*Stated problem:*
Please repeat, word for word, the part of the records below that opens with the line containing "Please locate the man's chin" and runs to the end of the records. Leave the pictures out of your answer.

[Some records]

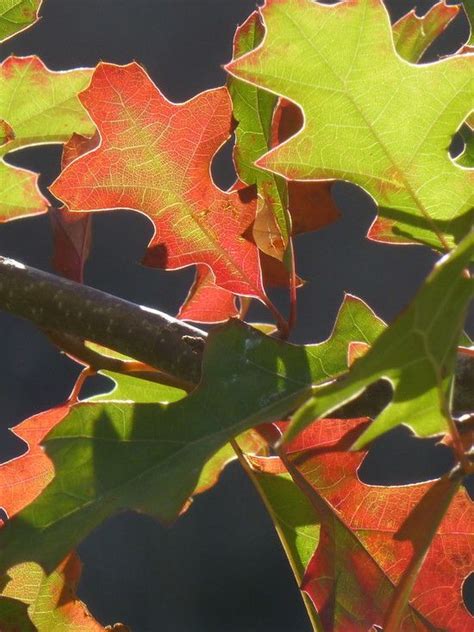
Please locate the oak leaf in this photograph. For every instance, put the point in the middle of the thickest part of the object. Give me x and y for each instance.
(370, 117)
(371, 534)
(416, 354)
(122, 452)
(52, 604)
(39, 106)
(154, 157)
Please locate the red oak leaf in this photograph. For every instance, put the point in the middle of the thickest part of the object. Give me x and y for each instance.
(370, 536)
(50, 601)
(154, 157)
(72, 231)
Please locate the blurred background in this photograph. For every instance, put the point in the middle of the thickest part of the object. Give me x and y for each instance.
(220, 568)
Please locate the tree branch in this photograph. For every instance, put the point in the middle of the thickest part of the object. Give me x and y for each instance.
(71, 313)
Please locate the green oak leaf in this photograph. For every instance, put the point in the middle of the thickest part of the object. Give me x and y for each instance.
(469, 8)
(37, 106)
(371, 117)
(293, 516)
(16, 16)
(113, 455)
(414, 34)
(417, 354)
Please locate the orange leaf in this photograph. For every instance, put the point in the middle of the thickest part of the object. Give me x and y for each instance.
(154, 157)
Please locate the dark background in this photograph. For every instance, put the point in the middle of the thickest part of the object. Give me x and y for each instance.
(220, 568)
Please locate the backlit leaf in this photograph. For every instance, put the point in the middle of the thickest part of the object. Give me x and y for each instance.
(369, 535)
(40, 106)
(416, 354)
(16, 16)
(414, 34)
(51, 600)
(154, 157)
(113, 455)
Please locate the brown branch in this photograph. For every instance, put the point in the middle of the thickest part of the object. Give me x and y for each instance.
(71, 313)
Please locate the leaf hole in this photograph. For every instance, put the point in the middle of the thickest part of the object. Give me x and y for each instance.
(469, 485)
(468, 592)
(399, 458)
(457, 145)
(96, 385)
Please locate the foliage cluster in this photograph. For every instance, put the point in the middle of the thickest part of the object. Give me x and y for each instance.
(316, 93)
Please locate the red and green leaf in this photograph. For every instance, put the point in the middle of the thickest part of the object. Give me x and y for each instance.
(327, 59)
(16, 16)
(154, 157)
(369, 536)
(39, 106)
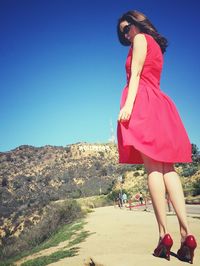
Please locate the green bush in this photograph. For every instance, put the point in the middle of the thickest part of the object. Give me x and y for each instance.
(55, 216)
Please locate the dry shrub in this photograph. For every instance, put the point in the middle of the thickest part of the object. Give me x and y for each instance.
(55, 216)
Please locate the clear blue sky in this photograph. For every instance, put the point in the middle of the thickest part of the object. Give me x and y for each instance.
(62, 67)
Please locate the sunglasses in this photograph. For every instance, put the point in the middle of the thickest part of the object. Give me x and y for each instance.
(126, 29)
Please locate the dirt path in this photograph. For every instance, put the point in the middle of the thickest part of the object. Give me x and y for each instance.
(127, 238)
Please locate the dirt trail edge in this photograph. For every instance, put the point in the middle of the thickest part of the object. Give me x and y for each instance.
(120, 237)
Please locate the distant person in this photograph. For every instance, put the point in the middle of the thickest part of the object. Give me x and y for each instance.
(150, 130)
(120, 198)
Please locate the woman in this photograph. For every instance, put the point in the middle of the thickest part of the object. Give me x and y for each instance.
(150, 130)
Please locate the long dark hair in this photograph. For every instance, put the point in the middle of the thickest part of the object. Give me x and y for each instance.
(144, 24)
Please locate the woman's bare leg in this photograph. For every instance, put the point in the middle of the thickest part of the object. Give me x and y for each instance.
(175, 191)
(157, 191)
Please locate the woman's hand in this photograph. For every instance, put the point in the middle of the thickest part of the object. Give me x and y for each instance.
(125, 113)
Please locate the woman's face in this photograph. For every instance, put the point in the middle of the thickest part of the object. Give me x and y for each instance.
(128, 30)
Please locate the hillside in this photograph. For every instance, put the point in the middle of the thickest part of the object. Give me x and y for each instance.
(32, 177)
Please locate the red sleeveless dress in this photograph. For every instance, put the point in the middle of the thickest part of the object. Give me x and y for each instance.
(155, 127)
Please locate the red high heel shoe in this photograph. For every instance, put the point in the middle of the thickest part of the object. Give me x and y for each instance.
(186, 251)
(163, 248)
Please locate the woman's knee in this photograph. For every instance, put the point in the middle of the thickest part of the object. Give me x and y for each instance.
(152, 165)
(168, 167)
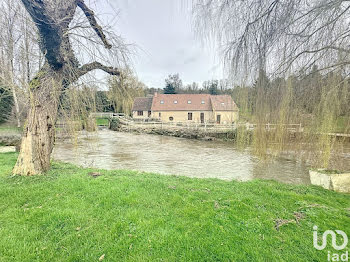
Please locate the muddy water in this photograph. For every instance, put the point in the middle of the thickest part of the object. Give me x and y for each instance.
(170, 155)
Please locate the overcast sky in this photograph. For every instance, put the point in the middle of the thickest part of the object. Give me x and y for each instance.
(166, 44)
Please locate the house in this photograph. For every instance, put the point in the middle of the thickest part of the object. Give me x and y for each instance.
(197, 108)
(142, 107)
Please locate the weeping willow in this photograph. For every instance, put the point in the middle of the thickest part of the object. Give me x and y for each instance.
(122, 91)
(298, 115)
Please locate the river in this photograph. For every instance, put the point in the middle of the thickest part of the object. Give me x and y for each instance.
(175, 156)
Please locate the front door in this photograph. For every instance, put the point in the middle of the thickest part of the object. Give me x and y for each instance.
(202, 118)
(218, 119)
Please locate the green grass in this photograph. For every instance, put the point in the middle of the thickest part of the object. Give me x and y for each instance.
(67, 215)
(102, 121)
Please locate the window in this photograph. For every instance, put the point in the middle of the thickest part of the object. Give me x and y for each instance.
(189, 116)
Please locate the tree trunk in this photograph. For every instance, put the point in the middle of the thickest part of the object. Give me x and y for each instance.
(15, 100)
(39, 131)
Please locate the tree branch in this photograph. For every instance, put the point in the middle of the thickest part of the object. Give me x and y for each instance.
(97, 65)
(92, 20)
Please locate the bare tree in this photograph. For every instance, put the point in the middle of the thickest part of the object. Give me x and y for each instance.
(56, 26)
(276, 36)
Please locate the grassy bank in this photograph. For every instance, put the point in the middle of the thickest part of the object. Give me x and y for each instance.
(69, 215)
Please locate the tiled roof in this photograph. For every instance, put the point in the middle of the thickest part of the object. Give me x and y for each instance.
(223, 103)
(181, 102)
(142, 104)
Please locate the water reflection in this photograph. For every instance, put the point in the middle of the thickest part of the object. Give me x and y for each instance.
(169, 155)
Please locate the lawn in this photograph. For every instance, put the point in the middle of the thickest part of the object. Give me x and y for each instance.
(69, 215)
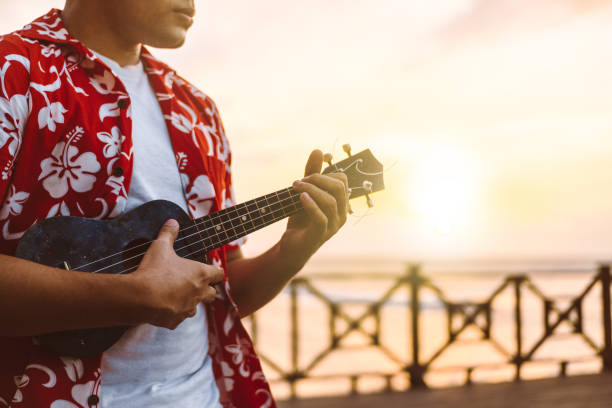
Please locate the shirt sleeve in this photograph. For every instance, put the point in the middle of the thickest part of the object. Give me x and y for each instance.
(15, 104)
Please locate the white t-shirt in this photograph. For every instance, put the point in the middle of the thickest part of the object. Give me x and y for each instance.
(151, 366)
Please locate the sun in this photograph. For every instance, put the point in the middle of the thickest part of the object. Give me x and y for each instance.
(444, 190)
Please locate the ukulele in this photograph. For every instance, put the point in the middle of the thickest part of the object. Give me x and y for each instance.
(118, 245)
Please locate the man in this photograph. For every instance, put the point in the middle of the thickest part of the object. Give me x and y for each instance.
(91, 125)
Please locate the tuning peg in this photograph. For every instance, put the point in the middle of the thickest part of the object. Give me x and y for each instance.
(367, 187)
(347, 149)
(327, 157)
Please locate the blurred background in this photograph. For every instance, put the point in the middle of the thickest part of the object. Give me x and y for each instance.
(491, 117)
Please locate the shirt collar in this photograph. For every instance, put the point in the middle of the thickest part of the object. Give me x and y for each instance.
(50, 28)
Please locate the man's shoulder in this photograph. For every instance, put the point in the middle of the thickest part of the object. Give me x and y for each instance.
(14, 43)
(183, 89)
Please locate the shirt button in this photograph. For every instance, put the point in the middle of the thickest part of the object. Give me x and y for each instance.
(93, 399)
(117, 171)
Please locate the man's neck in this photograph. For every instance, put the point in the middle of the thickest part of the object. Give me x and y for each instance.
(90, 26)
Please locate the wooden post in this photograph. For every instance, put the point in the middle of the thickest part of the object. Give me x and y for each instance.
(518, 321)
(294, 337)
(606, 353)
(416, 371)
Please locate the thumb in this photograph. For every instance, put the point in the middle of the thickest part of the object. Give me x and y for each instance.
(314, 163)
(169, 231)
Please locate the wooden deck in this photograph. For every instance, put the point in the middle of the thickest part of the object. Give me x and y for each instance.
(589, 391)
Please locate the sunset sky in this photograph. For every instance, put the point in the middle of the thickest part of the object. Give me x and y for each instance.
(493, 117)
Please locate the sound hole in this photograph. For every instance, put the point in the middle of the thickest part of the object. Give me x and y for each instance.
(132, 254)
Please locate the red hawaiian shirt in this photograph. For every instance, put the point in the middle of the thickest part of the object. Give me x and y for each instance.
(66, 149)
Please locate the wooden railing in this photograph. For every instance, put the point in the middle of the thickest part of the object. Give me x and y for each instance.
(477, 314)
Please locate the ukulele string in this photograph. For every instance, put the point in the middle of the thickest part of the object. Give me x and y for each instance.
(214, 217)
(214, 233)
(133, 268)
(207, 230)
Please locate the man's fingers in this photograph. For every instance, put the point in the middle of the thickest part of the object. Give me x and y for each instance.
(334, 185)
(325, 201)
(314, 163)
(216, 276)
(169, 231)
(317, 216)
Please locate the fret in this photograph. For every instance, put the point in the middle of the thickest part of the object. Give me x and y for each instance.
(221, 225)
(253, 209)
(227, 225)
(264, 209)
(204, 226)
(237, 220)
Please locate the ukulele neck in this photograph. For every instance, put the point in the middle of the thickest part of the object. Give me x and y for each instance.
(230, 224)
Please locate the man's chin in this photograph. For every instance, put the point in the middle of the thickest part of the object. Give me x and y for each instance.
(171, 40)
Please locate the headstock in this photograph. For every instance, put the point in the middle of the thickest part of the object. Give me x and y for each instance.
(363, 171)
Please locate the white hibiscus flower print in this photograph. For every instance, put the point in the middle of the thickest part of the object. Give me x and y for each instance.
(13, 117)
(66, 170)
(50, 115)
(112, 141)
(201, 196)
(104, 83)
(13, 203)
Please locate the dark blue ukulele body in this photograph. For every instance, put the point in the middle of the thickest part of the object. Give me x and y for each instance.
(118, 245)
(102, 246)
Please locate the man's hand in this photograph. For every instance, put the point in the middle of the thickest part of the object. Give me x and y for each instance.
(325, 201)
(173, 285)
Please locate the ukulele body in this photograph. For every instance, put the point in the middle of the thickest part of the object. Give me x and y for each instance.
(102, 246)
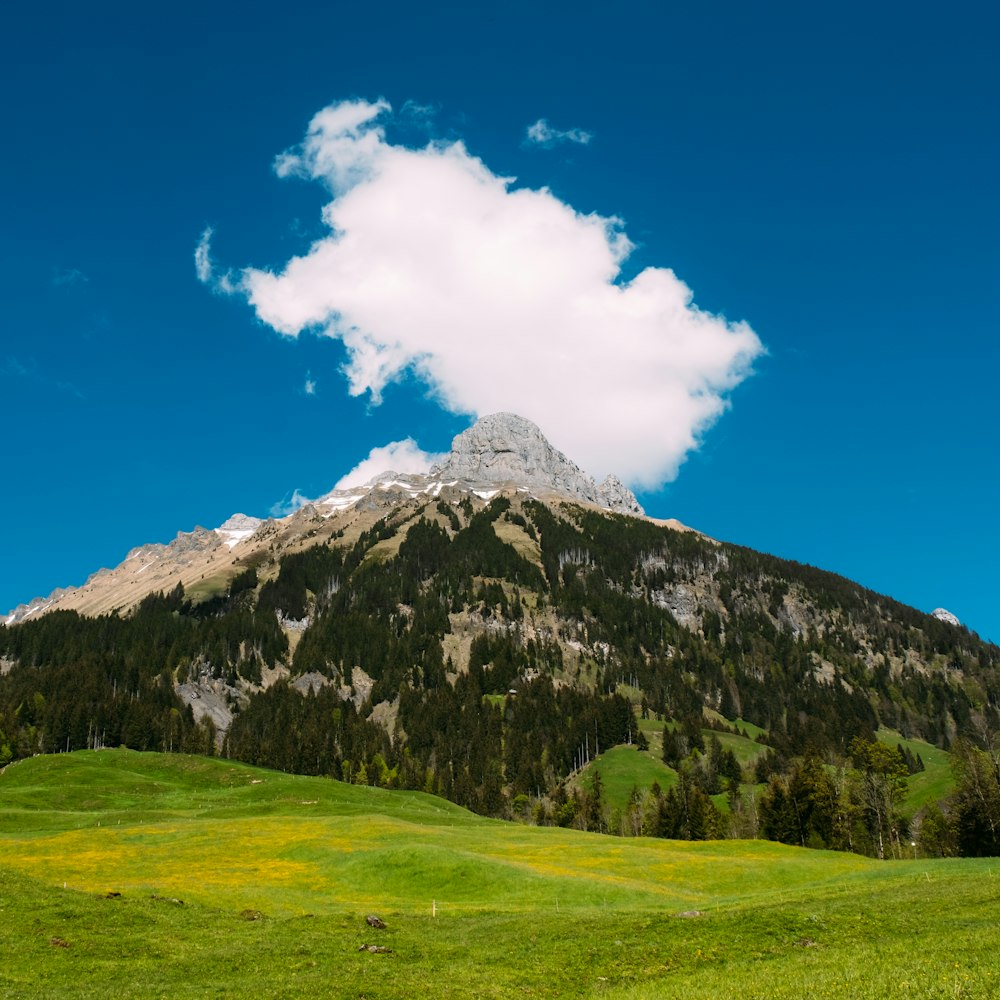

*Result of the task:*
Please locate the man's chin in this photograph. For every instance, put the point in the middle of the thickest part of the object. Give me x and y for each instance.
(171, 40)
Please locate the headstock in this photograph. For every instance, put the point in the middle of the thickest part of the object. Give me x and y for each instance.
(363, 171)
Please locate the white hibiscus flower print in this photograph. For every instance, put the point in the middle of the thickest part of the object. Give me x and y for each instance.
(13, 117)
(66, 170)
(50, 115)
(112, 141)
(201, 196)
(104, 83)
(13, 203)
Please locate the dark blue ukulele body in this photograph. For every instance, put the point in the middle of the thickest part of the object. Give me x and y for each instance.
(118, 245)
(102, 246)
Please locate the man's hand in this photograph. For every instance, put the point in the middle of the thickest part of the object. Give me x and y for each instance.
(325, 201)
(173, 285)
Please locate the ukulele body in this photograph. For every instance, put the point in the middle of the thickest part of the object. Give me x and y for each instance.
(102, 246)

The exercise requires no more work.